===== Teks Sumber =====
Metode resolusi bank secara umum dapat dikelompokkan menjadi 2,
yaitu: closed-bank resolution dan open-bank
resolution.
Dalam closed-bank resolution, resolusi dilakukan dengan melakukan penutupan terdapat bank gagal, selanjutnya opsi pilihannya meliputi antara lain: melaksanakan likuidasi bank; mengalihkan sebagian aset dan kewajiban bank (Purchase & Assumption) kepada bank lain; atau mendirikan bank perantara (Bridge Bank).
Sedangkan dalam open-bank resolution, pada intinya bank tetap dipertahankan beroperasi dan dilakukan upaya penyehatan melalui antara lain: menambah modal, memberikan pinjaman, atau membeli aset bank yang berkualitas buruk.
Pelaksanaan likuidasi merupakan jalan normal bagi bank untuk keluar dari sistem perbankan atau disebut "normal insolvency proceedings". Dalam pelaksanaan likuidasi, nilai aset bank diupayakan agar dapat dipertahankan sehingga dapat memberi tingkat pengembalian (recovery rate) yang tinggi bagi para kreditur.
Namun mengingat bank telah dicabut izinnya, penggunaan basis gone-concern dalam pengelolaan dan penjualan aset bank akan berpotensi menyebabkan penurunan nilai aset.
Selain itu, terhentinya layanan perbankan kepada nasabah (kreditur & debitur) akan berdampak pada konsumsi, investasi, dan riil ekonomi masyarakat. Oleh karenanya, pelaksanaan likuidasi dipandang merupakan opsi resolusi bank yang memakan biaya paling mahal dan tingkat pengembalian yang paling rendah bagi kreditur.
Pelaksanaan resolusi bank, dilakukan dengan mempertahankan keberlangsungan fungsi kritikal bank dengan cara mengalihkan sebagian aset dan kewajiban kepada bank penerima atau kepada bank perantara; atau mempertahankan bank beroperasi dan diberikan bantuan keuangan (open bank assistance/OBA).
Setelah krisis 2008, opsi OBA (bail-out) disepakati untuk sedapat mungkin dihindari karena dapat menimbulkan moral hazard, persaingan tidak sehat, dan rasa ketidak-adilan, selain membebani anggaran negara.
Dengan pelaksanaan resolusi diharapkan layanan perbankan dapat terjaga keberlangsungannya, stabilitas sistem perbankan dapat terpelihara, sehingga secara keseluruhan biaya kegagalan bank akan lebih murah dan menghasilkan tingkat pengembalian yang lebih tinggi bagi kreditur dibandingkan likuidasi.
Berdasar pada pandangan tersebut, dalam Key Attributes (KA) of Effective Resolution Regimes for Financial Institution diatur bahwa apabila dilaksanakan resolusi, harus dipastikan tidak ada kreditur yang memperoleh tingkat pengembalian yang lebih rendah dibandingkan jika terhadap bank secara keseluruhan dilakukan likuidasi, disebut prinsip No Creditors Worse Off than in Liquidation (NCWOL).
===== Kumpulan Data =====
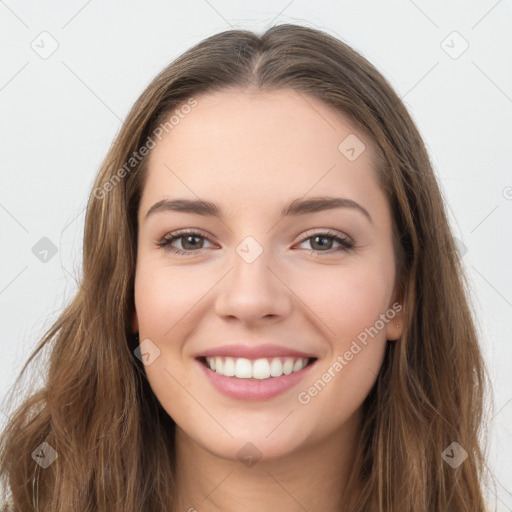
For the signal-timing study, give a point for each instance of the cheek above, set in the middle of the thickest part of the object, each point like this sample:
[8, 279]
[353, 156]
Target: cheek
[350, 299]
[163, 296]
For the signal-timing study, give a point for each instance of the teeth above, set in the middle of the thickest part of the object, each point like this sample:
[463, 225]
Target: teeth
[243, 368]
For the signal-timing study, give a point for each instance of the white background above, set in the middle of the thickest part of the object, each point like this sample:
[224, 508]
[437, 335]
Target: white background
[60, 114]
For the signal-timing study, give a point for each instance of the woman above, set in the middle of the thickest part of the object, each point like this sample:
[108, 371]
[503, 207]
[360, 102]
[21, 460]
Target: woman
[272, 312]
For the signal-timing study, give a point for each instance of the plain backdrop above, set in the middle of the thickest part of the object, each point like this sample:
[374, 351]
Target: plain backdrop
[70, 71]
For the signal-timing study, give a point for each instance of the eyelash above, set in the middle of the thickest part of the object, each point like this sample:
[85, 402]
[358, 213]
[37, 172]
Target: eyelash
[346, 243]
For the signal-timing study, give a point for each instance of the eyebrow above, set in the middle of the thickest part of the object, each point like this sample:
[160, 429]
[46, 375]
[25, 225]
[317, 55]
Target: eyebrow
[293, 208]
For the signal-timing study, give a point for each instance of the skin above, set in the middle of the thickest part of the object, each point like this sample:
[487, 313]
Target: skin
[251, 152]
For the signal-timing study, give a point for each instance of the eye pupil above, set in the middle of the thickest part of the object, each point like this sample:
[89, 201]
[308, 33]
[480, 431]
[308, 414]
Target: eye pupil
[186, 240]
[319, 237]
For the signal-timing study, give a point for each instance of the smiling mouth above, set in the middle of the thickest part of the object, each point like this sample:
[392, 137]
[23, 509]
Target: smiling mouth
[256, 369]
=====
Daftar Tugas:
a – Menurut teks sumber, apa nama prinsip yang diatur dalam Key Attributes (KA) of Effective Resolution Regimes for Financial Institution?
b – Sebutkan semua alasan yang dikemukakan teks sumber mengapa opsi OBA (bail-out) disepakati untuk sedapat mungkin dihindari setelah krisis 2008.
c – Ulangi bagian teks sumber dari "Pelaksanaan resolusi bank, dilakukan" hingga "(open bank assistance/OBA)." tanpa perubahan.
Baris-baris data tersebut merupakan bahan yang terpisah dari teks sumber.

Kunci Jawaban:
a – No Creditors Worse Off than in Liquidation (NCWOL).

b –
- Dapat menimbulkan moral hazard
- Persaingan tidak sehat
- Rasa ketidak-adilan
- Membebani anggaran negara

c –
Pelaksanaan resolusi bank, dilakukan dengan mempertahankan keberlangsungan fungsi kritikal bank dengan cara mengalihkan sebagian aset dan kewajiban kepada bank penerima atau kepada bank perantara; atau mempertahankan bank beroperasi dan diberikan bantuan keuangan (open bank assistance/OBA).